Text:
________________________________________

Naturally all this is comparative. From what I gather, they Nordics were corrupt (still are corrupt, just less in comparison than some other countries), the amount of corruption waxed and waned depending on the politics. Also, we know of the corruption because the peasants suffering from its effects mounted numerous legal complaints registered in the legal system, existence of which is somewhat positive sign.

Or do you think Ben would nod approvingly if Mexico went full Carolus Rex

I don't know about Ben. I would grant the possibility that Mexico could be a better place after 200 years the state running the show as the supreme gangboss, not tolerating other bosses that those serving him, applying principles of consistent governance, basing his powerbase on the free small-mid-sized enterprises against the high capital. But 200 year long experiments are difficult to run and the economic situation of the lucrative narcotics trade is difficult to square.

Narcotics is bit like the resource curse: You get lots of profit that don't require investments to rest of the local economy which would result in long-term benefit to rest of the society. Not only that, the resource curse profits are much higher and more concentrated than what others can made from rest of economy. The outsized profit, concentrated, makes it possible to hire armed enforcers to enforce control and continuation of profitable business in the hands of its current owner, and make any problems to go away.

^1: Tocqueville writes about the mores of American democracy:

The manners of the Americans of the United States are, then, the real cause which renders that people the only one of the American nations that is able to support a democratic government; and it is the influence of manners which produces the different degrees of order and of prosperity that may be distinguished in the several Anglo-American democracies. Thus the effect which the geographical position of a country may have upon the duration of democratic institutions is exaggerated in Europe. Too much importance is attributed to legislation, too little to manners. These three great causes serve, no doubt, to regulate and direct the American democracy; but if they were to be classed in their proper order, I should say that the physical circumstances are less efficient than the laws, and the laws very subordinate to the manners of the people. I am convinced that the most advantageous situation and the best possible laws cannot maintain a constitution in spite of the manners of a country; whilst the latter may turn the most unfavorable positions and the worst laws to some advantage. The importance of manners is a common truth to which study and experience incessantly direct our attention. It may be regarded as a central point in the range of human observation, and the common termination of all inquiry. So seriously do I insist upon this head, that if I have hitherto failed in making the reader feel the important influence which I attribute to the practical experience, the habits, the opinions, in short, to the manners of the Americans, upon the maintenance of their institutions, I have failed in the principal object of my work.

________________________________________

Given information:
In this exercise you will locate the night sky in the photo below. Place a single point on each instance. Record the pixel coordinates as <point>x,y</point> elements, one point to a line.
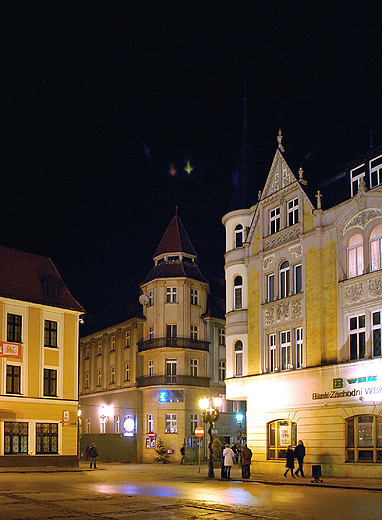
<point>96,106</point>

________________________________________

Exercise instructions:
Decide whether each statement agrees with the text on corruption and governance. Answer yes or no for each, and quote the words of the text that settle it.
(a) According to the text, the corruption is known because peasants affected by it filed legal complaints.
(b) The Tocqueville passage ranks laws as more important than the manners of the people.
(c) The text says concentrated profit makes it possible to hire armed enforcers.

Correct response:
(a) Yes: "we know of the corruption because the peasants suffering from its effects mounted numerous legal complaints registered in the legal system"
(b) No: "the laws very subordinate to the manners of the people"
(c) Yes: "The outsized profit, concentrated, makes it possible to hire armed enforcers"